Natural language region descriptions:
####################
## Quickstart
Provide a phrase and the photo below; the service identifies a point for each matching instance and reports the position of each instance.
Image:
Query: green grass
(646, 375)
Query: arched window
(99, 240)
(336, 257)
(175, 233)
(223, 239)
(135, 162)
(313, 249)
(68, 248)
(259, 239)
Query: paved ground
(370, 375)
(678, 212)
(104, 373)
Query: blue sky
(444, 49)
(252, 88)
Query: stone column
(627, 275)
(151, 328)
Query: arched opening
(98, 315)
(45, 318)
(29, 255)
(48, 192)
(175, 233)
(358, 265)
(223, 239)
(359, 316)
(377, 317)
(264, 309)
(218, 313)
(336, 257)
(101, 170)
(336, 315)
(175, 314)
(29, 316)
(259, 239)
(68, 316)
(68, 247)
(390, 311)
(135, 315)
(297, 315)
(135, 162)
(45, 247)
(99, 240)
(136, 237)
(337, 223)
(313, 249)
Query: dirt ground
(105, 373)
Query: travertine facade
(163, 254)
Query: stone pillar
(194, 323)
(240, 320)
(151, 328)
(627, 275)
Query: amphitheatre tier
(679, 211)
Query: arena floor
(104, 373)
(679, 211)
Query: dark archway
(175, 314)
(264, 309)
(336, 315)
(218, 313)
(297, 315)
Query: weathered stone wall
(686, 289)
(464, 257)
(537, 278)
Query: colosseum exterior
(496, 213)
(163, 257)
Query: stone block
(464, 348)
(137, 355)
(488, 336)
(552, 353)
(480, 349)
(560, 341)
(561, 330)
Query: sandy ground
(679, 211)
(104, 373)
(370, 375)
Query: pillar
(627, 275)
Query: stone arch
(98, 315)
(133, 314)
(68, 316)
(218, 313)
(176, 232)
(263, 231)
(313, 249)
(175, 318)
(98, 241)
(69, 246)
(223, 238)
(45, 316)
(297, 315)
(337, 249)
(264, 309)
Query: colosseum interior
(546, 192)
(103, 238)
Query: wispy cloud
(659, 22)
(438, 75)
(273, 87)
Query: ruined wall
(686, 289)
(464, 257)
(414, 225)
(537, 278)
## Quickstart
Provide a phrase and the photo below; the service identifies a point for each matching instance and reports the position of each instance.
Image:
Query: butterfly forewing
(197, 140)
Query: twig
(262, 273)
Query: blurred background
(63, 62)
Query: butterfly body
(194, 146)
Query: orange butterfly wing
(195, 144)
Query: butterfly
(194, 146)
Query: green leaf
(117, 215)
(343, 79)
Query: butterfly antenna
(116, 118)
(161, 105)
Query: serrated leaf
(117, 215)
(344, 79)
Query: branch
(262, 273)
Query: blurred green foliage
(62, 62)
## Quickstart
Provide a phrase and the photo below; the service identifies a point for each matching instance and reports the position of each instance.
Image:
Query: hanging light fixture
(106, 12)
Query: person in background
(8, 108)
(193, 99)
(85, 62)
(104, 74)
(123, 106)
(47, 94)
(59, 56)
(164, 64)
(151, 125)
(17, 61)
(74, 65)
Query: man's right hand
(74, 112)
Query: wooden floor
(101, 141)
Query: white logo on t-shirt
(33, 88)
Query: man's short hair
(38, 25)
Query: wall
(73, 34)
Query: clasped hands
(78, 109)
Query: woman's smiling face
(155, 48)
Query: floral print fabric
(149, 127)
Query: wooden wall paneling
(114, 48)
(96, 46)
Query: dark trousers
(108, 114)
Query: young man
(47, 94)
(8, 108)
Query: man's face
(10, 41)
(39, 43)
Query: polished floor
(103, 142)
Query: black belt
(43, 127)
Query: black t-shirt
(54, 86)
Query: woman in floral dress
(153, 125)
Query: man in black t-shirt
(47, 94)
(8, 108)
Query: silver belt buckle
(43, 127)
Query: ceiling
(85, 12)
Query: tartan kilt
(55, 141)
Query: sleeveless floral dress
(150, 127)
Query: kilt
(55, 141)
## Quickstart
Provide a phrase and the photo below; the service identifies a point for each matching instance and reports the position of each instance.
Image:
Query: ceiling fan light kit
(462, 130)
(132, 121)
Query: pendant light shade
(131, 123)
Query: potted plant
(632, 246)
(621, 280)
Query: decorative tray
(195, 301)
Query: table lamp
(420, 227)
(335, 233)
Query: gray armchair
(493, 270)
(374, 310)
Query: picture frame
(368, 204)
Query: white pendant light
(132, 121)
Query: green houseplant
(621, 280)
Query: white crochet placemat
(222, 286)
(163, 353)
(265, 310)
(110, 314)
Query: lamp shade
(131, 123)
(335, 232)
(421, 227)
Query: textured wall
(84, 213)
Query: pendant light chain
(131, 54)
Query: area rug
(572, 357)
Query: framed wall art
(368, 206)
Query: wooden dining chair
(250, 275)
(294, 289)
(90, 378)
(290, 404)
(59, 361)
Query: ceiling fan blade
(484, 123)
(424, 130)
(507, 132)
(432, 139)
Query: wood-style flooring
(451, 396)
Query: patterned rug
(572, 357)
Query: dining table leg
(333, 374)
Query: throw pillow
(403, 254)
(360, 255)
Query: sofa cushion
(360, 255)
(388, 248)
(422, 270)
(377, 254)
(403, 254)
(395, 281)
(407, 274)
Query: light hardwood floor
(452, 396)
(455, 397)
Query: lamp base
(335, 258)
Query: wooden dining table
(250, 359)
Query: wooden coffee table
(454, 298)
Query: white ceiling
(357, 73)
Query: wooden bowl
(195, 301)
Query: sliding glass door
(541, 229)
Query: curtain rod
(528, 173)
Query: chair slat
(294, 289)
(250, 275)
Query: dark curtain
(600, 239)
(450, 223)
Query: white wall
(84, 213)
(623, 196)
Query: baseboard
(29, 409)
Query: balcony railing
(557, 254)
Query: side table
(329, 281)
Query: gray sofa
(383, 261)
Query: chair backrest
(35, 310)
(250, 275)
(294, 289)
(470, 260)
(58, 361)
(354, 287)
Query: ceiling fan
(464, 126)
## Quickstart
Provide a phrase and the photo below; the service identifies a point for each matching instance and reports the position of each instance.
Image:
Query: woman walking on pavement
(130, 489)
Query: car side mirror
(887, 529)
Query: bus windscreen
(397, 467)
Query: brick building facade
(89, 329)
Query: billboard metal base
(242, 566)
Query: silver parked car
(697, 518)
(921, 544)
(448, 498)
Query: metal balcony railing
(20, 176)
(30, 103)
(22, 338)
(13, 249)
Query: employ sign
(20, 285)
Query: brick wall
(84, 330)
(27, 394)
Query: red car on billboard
####################
- **Task statement**:
Would you repeat the records above without any changes?

- **Response area**:
## Quickstart
Provide a phrase and the photo below; the service identifies a point for each matching instance and reports the position of each instance.
Image:
Query: green grass
(646, 375)
Query: arched window
(99, 240)
(336, 257)
(175, 233)
(223, 239)
(135, 162)
(313, 249)
(68, 248)
(259, 239)
Query: paved ground
(370, 375)
(678, 212)
(104, 373)
Query: blue sky
(444, 49)
(252, 88)
Query: stone column
(627, 275)
(151, 328)
Query: arched opening
(98, 315)
(45, 318)
(29, 255)
(48, 192)
(175, 233)
(358, 265)
(223, 239)
(359, 316)
(377, 317)
(264, 309)
(218, 313)
(336, 257)
(101, 170)
(336, 315)
(175, 314)
(29, 316)
(259, 239)
(68, 316)
(68, 247)
(390, 311)
(135, 315)
(297, 315)
(135, 162)
(45, 247)
(99, 240)
(136, 237)
(337, 223)
(313, 249)
Query: dirt ground
(105, 373)
Query: travertine facade
(163, 254)
Query: stone pillar
(194, 323)
(240, 320)
(151, 328)
(627, 275)
Query: amphitheatre tier
(679, 211)
Query: arena floor
(104, 373)
(679, 211)
Query: dark archway
(175, 314)
(264, 309)
(336, 315)
(218, 313)
(297, 315)
Query: weathered stone wall
(686, 289)
(464, 257)
(537, 278)
Query: colosseum exterior
(496, 213)
(163, 257)
Query: stone block
(464, 348)
(137, 355)
(488, 336)
(552, 353)
(480, 349)
(560, 341)
(561, 330)
Query: sandy ground
(679, 211)
(104, 373)
(370, 375)
Query: pillar
(627, 275)
Query: stone arch
(98, 315)
(133, 314)
(68, 316)
(218, 313)
(176, 232)
(263, 231)
(313, 249)
(175, 318)
(98, 241)
(69, 246)
(223, 238)
(45, 316)
(297, 315)
(337, 249)
(264, 309)
Query: colosseum interior
(546, 192)
(103, 238)
Query: wispy cloud
(659, 22)
(438, 75)
(273, 87)
Query: ruined wall
(686, 289)
(464, 257)
(414, 225)
(537, 278)
## Quickstart
Provide a phrase and the photo below; the service identifies a point for each matching instance and reports the position of each instance.
Image:
Query: butterfly forewing
(197, 140)
Query: twig
(262, 273)
Query: blurred background
(63, 62)
Query: butterfly body
(194, 146)
Query: orange butterfly wing
(195, 144)
Query: butterfly
(194, 146)
Query: green leaf
(117, 215)
(343, 79)
Query: butterfly antenna
(116, 118)
(161, 105)
Query: serrated leaf
(117, 215)
(344, 79)
Query: branch
(262, 273)
Query: blurred green foliage
(62, 62)
## Quickstart
Provide a phrase and the photo below; the service identifies a point for each matching instance and reports the position of each instance.
Image:
Query: hanging light fixture
(106, 12)
Query: person in background
(8, 108)
(193, 99)
(85, 62)
(104, 74)
(123, 106)
(47, 94)
(59, 56)
(164, 64)
(151, 125)
(17, 61)
(74, 65)
Query: man's right hand
(74, 112)
Query: wooden floor
(101, 141)
Query: white logo on t-shirt
(33, 88)
Query: man's short hair
(38, 25)
Query: wall
(73, 34)
Query: clasped hands
(78, 109)
Query: woman's smiling face
(155, 48)
Query: floral print fabric
(149, 127)
Query: wooden wall paneling
(114, 48)
(96, 46)
Query: dark trousers
(108, 114)
Query: young man
(47, 94)
(8, 108)
Query: man's face
(10, 41)
(39, 43)
Query: polished floor
(103, 142)
Query: black belt
(43, 127)
Query: black t-shirt
(54, 86)
Query: woman in floral dress
(153, 125)
Query: man in black t-shirt
(47, 94)
(8, 108)
Query: silver belt buckle
(43, 127)
Query: ceiling
(85, 12)
Query: tartan kilt
(55, 141)
Query: sleeveless floral dress
(150, 127)
Query: kilt
(55, 141)
## Quickstart
Provide a phrase and the photo below; the service identifies a point for each matching instance and reports the position of each instance.
Image:
Query: ceiling fan light kit
(462, 130)
(132, 121)
Query: pendant light shade
(131, 123)
Query: potted plant
(632, 246)
(621, 280)
Query: decorative tray
(195, 301)
Query: table lamp
(420, 227)
(335, 233)
Query: gray armchair
(493, 270)
(374, 310)
Query: picture frame
(368, 204)
Query: white pendant light
(132, 121)
Query: green houseplant
(621, 280)
Query: white crochet placemat
(222, 286)
(163, 353)
(265, 310)
(110, 314)
Query: lamp shade
(131, 123)
(335, 232)
(421, 227)
Query: textured wall
(84, 213)
Query: pendant light chain
(131, 54)
Query: area rug
(572, 357)
Query: framed wall art
(368, 206)
Query: wooden dining chair
(250, 275)
(294, 289)
(90, 378)
(290, 404)
(59, 361)
Query: ceiling fan blade
(484, 123)
(424, 130)
(507, 132)
(432, 139)
Query: wood-style flooring
(451, 396)
Query: patterned rug
(572, 357)
Query: dining table leg
(333, 374)
Query: throw pillow
(403, 254)
(360, 255)
Query: sofa cushion
(360, 255)
(388, 248)
(422, 270)
(377, 254)
(403, 254)
(395, 281)
(407, 274)
Query: light hardwood floor
(452, 396)
(455, 397)
Query: lamp base
(335, 258)
Query: wooden dining table
(250, 359)
Query: wooden coffee table
(454, 298)
Query: white ceiling
(357, 73)
Query: wooden bowl
(195, 301)
Query: sliding glass door
(541, 229)
Query: curtain rod
(528, 173)
Query: chair slat
(294, 289)
(250, 275)
Query: dark curtain
(600, 239)
(450, 223)
Query: white wall
(84, 213)
(623, 196)
Query: baseboard
(29, 409)
Query: balcony railing
(557, 254)
Query: side table
(329, 281)
Query: gray sofa
(383, 261)
Query: chair backrest
(35, 310)
(250, 275)
(294, 289)
(470, 260)
(58, 361)
(354, 287)
Query: ceiling fan
(464, 126)
## Quickstart
Provide a phrase and the photo below; the service identifies a point for each matching instance and reports the position of each instance.
Image:
Query: woman walking on pavement
(130, 489)
Query: car side mirror
(887, 529)
Query: bus windscreen
(397, 467)
Query: brick building facade
(89, 329)
Query: billboard metal base
(242, 566)
Query: silver parked car
(697, 518)
(921, 544)
(448, 498)
Query: metal balcony railing
(20, 176)
(30, 103)
(22, 338)
(13, 249)
Query: employ sign
(20, 285)
Query: brick wall
(84, 330)
(27, 394)
Query: red car on billboard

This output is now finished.